━━━━━ Data for this exercise ━━━━━

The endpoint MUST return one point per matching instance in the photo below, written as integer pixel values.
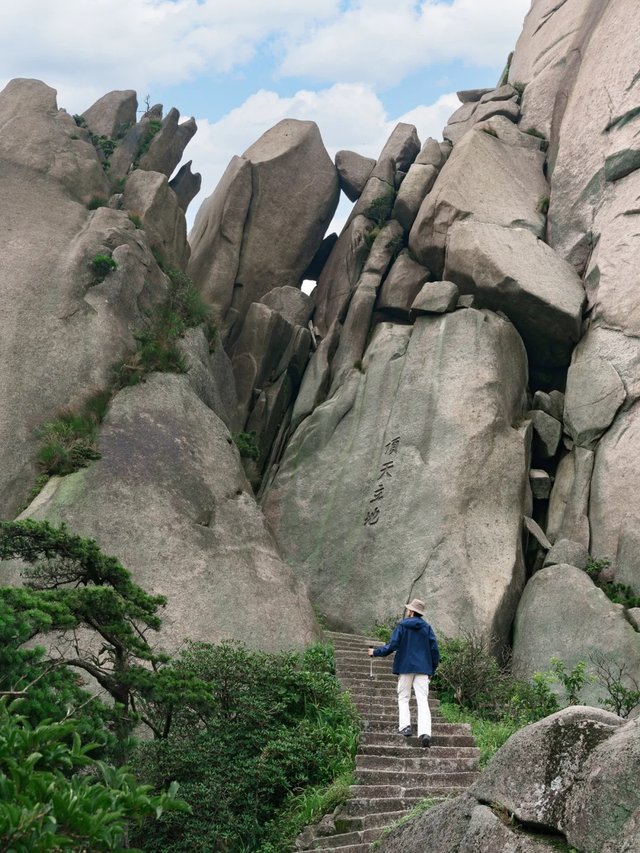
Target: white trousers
(421, 689)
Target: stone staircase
(394, 773)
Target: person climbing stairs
(394, 773)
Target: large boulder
(570, 776)
(509, 270)
(486, 180)
(167, 146)
(113, 114)
(61, 332)
(270, 213)
(426, 509)
(149, 196)
(170, 500)
(40, 139)
(563, 614)
(614, 506)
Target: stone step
(348, 823)
(427, 780)
(406, 750)
(365, 805)
(398, 792)
(390, 727)
(439, 737)
(425, 763)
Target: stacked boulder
(168, 495)
(568, 780)
(252, 242)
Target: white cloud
(379, 42)
(349, 116)
(76, 46)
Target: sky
(355, 67)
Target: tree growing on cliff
(97, 620)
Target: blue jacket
(415, 646)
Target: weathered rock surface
(112, 114)
(266, 219)
(41, 139)
(186, 185)
(486, 180)
(149, 196)
(168, 144)
(402, 284)
(340, 274)
(594, 394)
(562, 613)
(566, 551)
(509, 270)
(394, 522)
(614, 506)
(169, 499)
(435, 297)
(353, 172)
(544, 782)
(418, 182)
(61, 332)
(294, 305)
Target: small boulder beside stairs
(394, 773)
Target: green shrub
(55, 796)
(101, 265)
(246, 444)
(67, 444)
(282, 724)
(157, 344)
(379, 210)
(490, 735)
(617, 592)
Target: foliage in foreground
(54, 796)
(274, 726)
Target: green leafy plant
(55, 796)
(379, 209)
(617, 592)
(157, 344)
(280, 720)
(246, 444)
(573, 681)
(622, 688)
(101, 265)
(421, 807)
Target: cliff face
(450, 415)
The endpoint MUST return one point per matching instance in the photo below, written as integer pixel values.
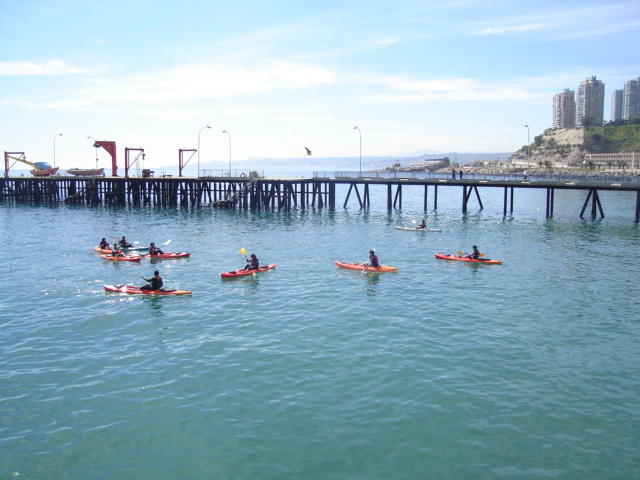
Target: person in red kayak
(155, 282)
(123, 243)
(153, 250)
(115, 250)
(373, 260)
(254, 264)
(475, 254)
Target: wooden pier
(287, 194)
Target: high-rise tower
(590, 102)
(564, 109)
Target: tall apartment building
(630, 99)
(616, 106)
(564, 109)
(590, 101)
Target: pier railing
(564, 177)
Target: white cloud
(199, 82)
(45, 67)
(527, 27)
(404, 90)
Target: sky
(282, 75)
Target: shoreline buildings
(564, 109)
(590, 102)
(569, 112)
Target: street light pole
(54, 148)
(528, 142)
(224, 131)
(94, 146)
(206, 126)
(356, 128)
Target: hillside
(567, 147)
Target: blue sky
(452, 76)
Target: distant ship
(86, 172)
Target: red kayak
(128, 249)
(244, 273)
(136, 290)
(360, 266)
(168, 255)
(470, 260)
(125, 258)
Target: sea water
(443, 370)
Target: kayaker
(155, 283)
(153, 250)
(373, 260)
(115, 250)
(475, 254)
(123, 243)
(254, 264)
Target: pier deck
(302, 193)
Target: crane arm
(23, 161)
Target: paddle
(464, 254)
(365, 263)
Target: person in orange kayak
(123, 243)
(153, 250)
(155, 282)
(373, 260)
(475, 254)
(115, 250)
(254, 264)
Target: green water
(443, 370)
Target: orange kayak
(136, 290)
(469, 260)
(359, 266)
(126, 258)
(244, 273)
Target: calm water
(443, 370)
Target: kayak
(168, 255)
(128, 249)
(420, 229)
(136, 290)
(470, 260)
(244, 273)
(359, 266)
(126, 258)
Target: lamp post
(528, 142)
(356, 128)
(224, 131)
(96, 147)
(206, 126)
(54, 148)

━━━━━

▶ Exercise brief
Recast every item above as a two-column CSV with the header "prompt,points", giving one row per item with its text and its answer, each in a single quoted field where line breaks become spaces. Leave the pictures out.

▶ The reply
prompt,points
"The endpoint MUST return one point per matching instance in the photo below, written as integer pixel values. Target: white trousers","(421, 689)"
"Target: stone staircase","(394, 773)"
"Target: person climbing stairs","(394, 773)"
"Target: large boulder","(570, 776) (509, 270) (486, 180) (167, 146) (113, 114) (61, 332) (270, 213) (426, 509) (149, 196) (170, 500) (40, 139) (563, 614) (614, 506)"
"Target: stone step","(348, 823) (427, 780) (406, 750) (365, 805) (398, 792) (390, 727) (439, 737) (425, 763)"
"Target: stacked boulder","(168, 495) (568, 780) (252, 242)"
"Target: white cloud","(379, 42) (349, 116) (76, 46)"
"Target: sky","(355, 67)"
"Target: tree growing on cliff","(97, 620)"
"Target: blue jacket","(415, 646)"
"Target: weathered rock surface","(112, 114) (266, 219) (41, 139) (186, 185) (486, 180) (149, 196) (168, 144) (402, 284) (340, 274) (594, 394) (562, 613) (566, 551) (509, 270) (394, 522) (614, 506) (169, 499) (435, 297) (353, 172) (544, 782) (418, 182) (61, 332) (294, 305)"
"Target: small boulder beside stairs","(394, 773)"
"Target: green shrub","(55, 796) (101, 265) (246, 444) (67, 444) (282, 724) (157, 344) (379, 210) (490, 735) (617, 592)"
"Target: foliage in foreground","(54, 796) (274, 726)"
"Target: green leafy plant","(55, 796) (379, 209) (617, 592) (157, 344) (280, 720) (246, 444) (573, 681) (622, 688) (101, 265) (421, 807)"
"Target: cliff face","(450, 415)"
"The endpoint MUST return one point per matching instance in the photo below, written as integer pixel values. Target: person in red kayak","(155, 282) (123, 243) (153, 250) (115, 250) (373, 260) (254, 264) (475, 254)"
"Target: wooden pier","(287, 194)"
"Target: high-rise tower","(590, 102) (564, 109)"
"Target: tall apartment building","(630, 99) (616, 106) (564, 109) (590, 101)"
"Target: pier railing","(564, 177)"
"Target: white cloud","(199, 82) (45, 67) (527, 27) (404, 90)"
"Target: sky","(282, 75)"
"Target: shoreline buildings","(564, 109) (590, 102) (569, 112)"
"Target: street light pole","(54, 148) (528, 142) (224, 131) (94, 146) (206, 126) (356, 128)"
"Target: hillside","(567, 147)"
"Target: blue sky","(452, 76)"
"Target: distant ship","(86, 172)"
"Target: red kayak","(128, 249) (244, 273) (136, 290) (360, 266) (168, 255) (470, 260) (125, 258)"
"Target: sea water","(443, 370)"
"Target: kayaker","(155, 283) (153, 250) (373, 260) (115, 250) (475, 254) (123, 243) (254, 264)"
"Target: pier deck","(302, 193)"
"Target: crane arm","(23, 161)"
"Target: paddle","(464, 254) (365, 263)"
"Target: person in orange kayak","(123, 243) (153, 250) (155, 282) (373, 260) (475, 254) (115, 250) (254, 264)"
"Target: green water","(443, 370)"
"Target: orange kayak","(136, 290) (469, 260) (359, 266) (126, 258) (244, 273)"
"Target: calm water","(443, 370)"
"Target: kayak","(168, 255) (128, 249) (420, 229) (136, 290) (470, 260) (244, 273) (359, 266) (126, 258)"
"Target: lamp post","(528, 142) (356, 128) (224, 131) (96, 147) (206, 126) (54, 148)"